Directives:
a: Answer these questions using the media understanding page below.
(i) How many frames are sampled from a video by default?
(ii) Which setting controls the prompt used to caption images?
(iii) Under which configuration section are all the options kept?
b: In the media understanding page below, rewrite the paragraph beginning "Video is too heavy to digest" as a short bulleted list that keeps its main facts.

Passage given:

• • • • • • •

Media Understanding

Inbound audio, images, and video are automatically converted to text so any model can reason over them.

When someone sends a voice note, a photo, or a video through a connected channel, Sophon pre-digests the media into text before the agent reasons about the message. A voice note becomes a transcript, a photo becomes a caption when the active model can't see images, and a video becomes a transcript plus key-frame descriptions. The result: any model — vision-capable or not — can work with anything a user sends.

What gets digested

Media	When	What the agent receives
Audio	Always	A transcript of the recording, folded into the message
Images	Only when the active model lacks vision	A caption describing the image
Video	Always (asynchronous)	Audio-track transcript + captions for sampled key frames, delivered as a follow-up

Audio

Voice notes and audio files are always transcribed. The transcript is appended to the message text, so the agent reads what was said exactly as if it had been typed.

Images

Sophon checks the active model first. Vision-capable models receive the image natively — no re-processing, no extra provider call. Only when the model is text-only does Sophon caption the image through a vision provider and substitute the description. The caption prompt is configurable via ImageDigestPrompt.

Video

Video is too heavy to digest inside a single chat turn, so it runs asynchronously: Sophon transcribes the audio track and samples key frames using scene-change detection, captions each frame, and delivers the combined digest as a follow-up once it completes. By default six frames are sampled, and each video processing step gets up to 15 minutes of processing time before the digest falls back to a metadata placeholder. Video digestion requires ffmpeg — set FfmpegPath explicitly or have it available on PATH.

Channel coverage

Pre-digestion happens at the platform level, so every channel that delivers media attachments inherits it automatically — there is nothing to enable per channel:

Configuration

All options live under the MediaUnderstanding configuration section. The defaults below apply out of the box — media understanding is on without any setup.

• • • • • • •

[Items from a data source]
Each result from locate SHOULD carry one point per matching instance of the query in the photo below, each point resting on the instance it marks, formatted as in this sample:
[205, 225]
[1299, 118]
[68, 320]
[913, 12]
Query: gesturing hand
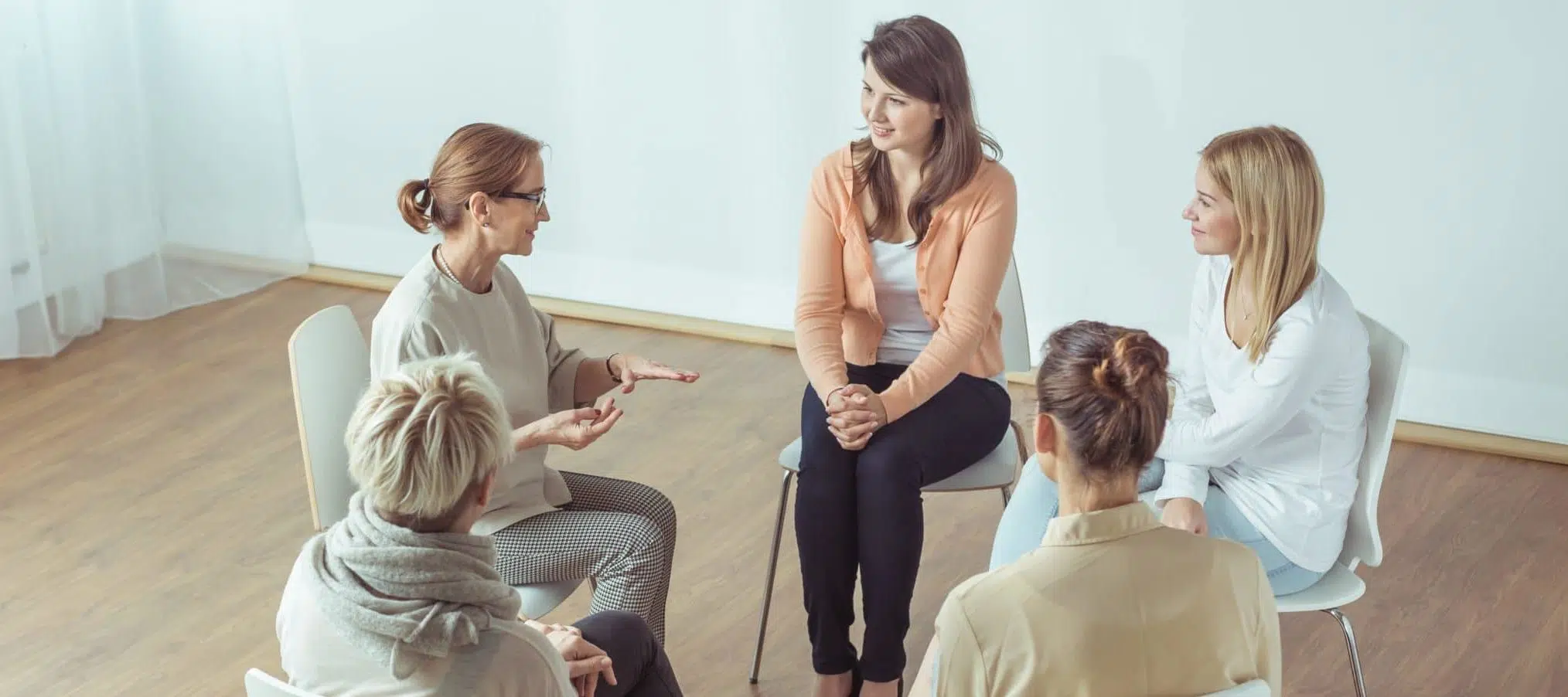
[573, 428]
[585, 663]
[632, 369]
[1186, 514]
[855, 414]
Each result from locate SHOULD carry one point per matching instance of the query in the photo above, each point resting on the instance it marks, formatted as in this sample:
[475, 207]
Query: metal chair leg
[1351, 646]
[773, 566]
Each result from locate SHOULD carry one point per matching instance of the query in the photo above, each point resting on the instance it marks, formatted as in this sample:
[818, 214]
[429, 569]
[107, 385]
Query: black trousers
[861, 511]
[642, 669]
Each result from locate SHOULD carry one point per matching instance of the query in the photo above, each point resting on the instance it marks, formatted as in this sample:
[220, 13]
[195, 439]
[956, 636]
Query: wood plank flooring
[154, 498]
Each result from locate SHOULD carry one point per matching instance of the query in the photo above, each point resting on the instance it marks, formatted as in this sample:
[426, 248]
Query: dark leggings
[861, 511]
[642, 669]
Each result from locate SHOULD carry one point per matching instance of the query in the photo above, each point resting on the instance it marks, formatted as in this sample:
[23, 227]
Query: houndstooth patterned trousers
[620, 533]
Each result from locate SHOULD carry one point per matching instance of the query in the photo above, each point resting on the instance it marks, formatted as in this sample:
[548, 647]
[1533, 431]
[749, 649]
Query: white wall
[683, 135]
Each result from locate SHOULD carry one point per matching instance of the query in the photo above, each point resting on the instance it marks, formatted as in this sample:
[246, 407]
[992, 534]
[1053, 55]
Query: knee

• • • • • • •

Answer list:
a:
(i) Six.
(ii) ImageDigestPrompt.
(iii) MediaUnderstanding.

b:
- Video runs asynchronously because it is too heavy for a single chat turn.
- Sophon transcribes the audio track, samples key frames by scene-change detection, and captions each frame.
- The combined digest arrives as a follow-up once it completes.
- Six frames are sampled by default.
- Each processing step gets up to 15 minutes before the digest falls back to a metadata placeholder.
- Video digestion requires ffmpeg, set through FfmpegPath or available on PATH.